Problem to solve:
Rescale the material from the line containing "Could you point to the cookie reflection" through the end of the material, inclusive. Copy every line, and multiply only the point coordinates given as answers by 1.6, rounding to whole numbers with halves rounded up.

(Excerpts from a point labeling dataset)
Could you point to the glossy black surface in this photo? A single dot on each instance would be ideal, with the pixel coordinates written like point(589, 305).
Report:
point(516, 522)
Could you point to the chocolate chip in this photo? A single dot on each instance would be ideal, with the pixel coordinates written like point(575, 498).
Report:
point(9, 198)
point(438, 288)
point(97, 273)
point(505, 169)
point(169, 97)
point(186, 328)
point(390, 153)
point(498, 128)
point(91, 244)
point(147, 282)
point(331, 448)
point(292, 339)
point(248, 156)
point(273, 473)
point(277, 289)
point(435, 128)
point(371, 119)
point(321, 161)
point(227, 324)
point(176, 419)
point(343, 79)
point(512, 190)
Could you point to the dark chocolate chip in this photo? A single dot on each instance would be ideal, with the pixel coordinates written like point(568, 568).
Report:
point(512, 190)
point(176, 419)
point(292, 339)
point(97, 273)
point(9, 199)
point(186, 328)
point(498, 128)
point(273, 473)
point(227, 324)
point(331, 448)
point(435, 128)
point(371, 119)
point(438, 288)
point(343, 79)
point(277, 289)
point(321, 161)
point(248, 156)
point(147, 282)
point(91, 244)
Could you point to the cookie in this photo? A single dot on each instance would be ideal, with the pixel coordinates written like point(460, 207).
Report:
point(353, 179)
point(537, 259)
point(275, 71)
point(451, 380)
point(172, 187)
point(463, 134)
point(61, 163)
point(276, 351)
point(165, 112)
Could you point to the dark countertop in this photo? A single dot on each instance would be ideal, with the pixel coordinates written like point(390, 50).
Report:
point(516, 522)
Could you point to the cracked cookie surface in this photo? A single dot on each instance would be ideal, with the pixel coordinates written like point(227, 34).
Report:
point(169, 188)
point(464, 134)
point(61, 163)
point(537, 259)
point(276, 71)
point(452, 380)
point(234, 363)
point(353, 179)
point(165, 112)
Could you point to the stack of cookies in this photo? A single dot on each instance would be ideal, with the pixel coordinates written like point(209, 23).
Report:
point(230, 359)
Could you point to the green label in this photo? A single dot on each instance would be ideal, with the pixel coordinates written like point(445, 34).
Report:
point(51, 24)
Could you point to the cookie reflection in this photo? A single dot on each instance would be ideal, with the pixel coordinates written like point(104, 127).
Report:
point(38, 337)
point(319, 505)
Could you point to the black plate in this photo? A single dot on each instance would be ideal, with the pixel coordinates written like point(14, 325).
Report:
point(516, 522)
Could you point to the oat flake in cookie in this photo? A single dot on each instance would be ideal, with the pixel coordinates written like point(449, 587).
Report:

Complete output:
Could you point to the cookie reflection in this photo? A single dot on each instance would be ideal, with the pixel coordinates written like point(104, 127).
Report:
point(61, 539)
point(510, 808)
Could you point to the black plate in this photo? A single dot on each instance would be ideal, with the pixel coordinates written like point(14, 325).
Report:
point(826, 835)
Could you point to the oat flake in cookie in this photo? A single dot on each instance would be ideal, with the pixel coordinates written like point(449, 587).
Report:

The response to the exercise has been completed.